◆ Testo fornito:

Roberto Paolucci aveva pubblicato l’altro giorno, utilizzando la chat dei Popolari Toscani Europei, una riflessione originale sui rapporti tra fede e politica. La questione meritava un approfondimento, per non disperdere il valore delle suggestioni proposte. Il compito se lo è assunto Emanuela Valeriani. Due punti di vista collimanti, ma al tempo stesso diversi. In sostanza, da una disputa del IV secolo si scende in picchiata sull’attualità. Siamo lieti di proporre ai lettori de “Il Domani d’Italia” i due interventi.

Roberto Paolucci

Nel IV secolo dopo Cristo la disputa Simmaco San’Ambrogio, vescovo di Milano può essere considerata l’inizio del relativismo. Dice Simmaco, senatore e prefetto romano che voleva rimettere al suo posto nel Senato di Roma la dea vittoria:

Quid interest qua quisque prudentia verum requirat? Uno itinere non potest perveniri ad tam grande secretum” (Relatio III, 10). La conoscenza del divino, dice il prefetto di Roma, può essere raggiunta in modi diversi; perché dunque privilegiarne uno soltanto?

Tale disputa sembra in qualche modo ricollegarsi al non sopito e sempre fecondo odierno dibattito sul dialogo interculturale ed interreligioso. La risposta del vescovo Ambrogio è nella sua epistola n.18, indirizzata all’imperatore Valentiniano:

“Leggi e rileggi, ti prego, e fruga a fondo la dottrina dei pagani. Appariscenti e magniloquenti suonano le loro parole, ma difendono idee vuote di vero; parlano di Dio, ma adorano una statua…Dice che «non si può giungere per una sola via a un mistero così grande». Ciò che voi ignorate, noi lo sappiamo dalla voce di Dio. E ciò che voi ipotizzate, a noi è noto dalla stessa sapienza e verità di Dio. Non c’è accordo dunque fra la vostra e la nostra condotta. Voi implorate dagli imperatori la pace per i vostri dèi, noi chiediamo a Cristo la pace per gli stessi imperatori. Voi venerate le opere delle vostre mani, noi riteniamo offensivo ritenere Dio tutto ciò che si può fabbricare. Dio non vuole essere adorato in una pietra. Perfino i vostri filosofi ne hanno riso. Che voi negate la divinità di Cristo perché non credete alla sua morte (non sapete infatti che quella fu una morte della sua carne, non della sua divinità, a cui si deve se nessuno più dei credenti morirà), che c’è di più insensato di voi, che adorate offendendo, e onorate umiliando? Giacché voi reputate vostro Dio un pezzo di legno. Che venerazione offensiva! Non credete che Cristo sia potuto morire…”.

◆ Compito da svolgere: Continua il testo sulla disputa tra Simmaco e sant'Ambrogio, riprendendo subito dopo l'ultima frase riportata.

◆ Materiale fornito:
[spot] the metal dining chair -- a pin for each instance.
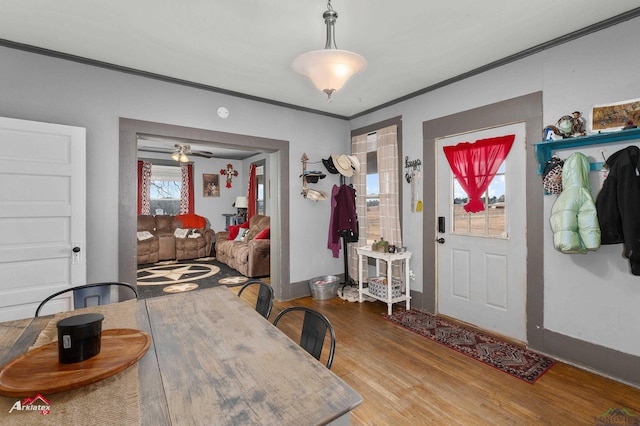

◆ Esercizio svolto:
Ambrogio, campione del nuovo mondo in ascesa, impone il valore del cambiamento, dell’evoluzione e del progresso: “Infatti, come le cose naturali si son venute via via perfezionando, così anche gli uomini, attraverso tentennamenti e vacillamenti, sono giunti nella tarda vecchiaia alla pura fede”. 

Oggi, in Europa, torna attuale la disputa sull’altare della Vittoria e il crocifisso. Infatti, la recente sentenza della Corte europea dei diritti umani sulla rimozione del crocifisso dalle aule della scuola statale e le polemiche che l’hanno accompagnata possono indurre ad assimilare la rimozione e i contendenti del quarto secolo alla rimozione e ai contendenti di oggi.

Ci sono, però, importanti differenze.La prima rimozione è un fatto, la seconda ha deboli possibilità di diventarlo.

In effetti, l’eterogeneo fronte politico che si oppone alla sentenza di Strasburgo è così ampio da renderne difficoltosa la applicazione.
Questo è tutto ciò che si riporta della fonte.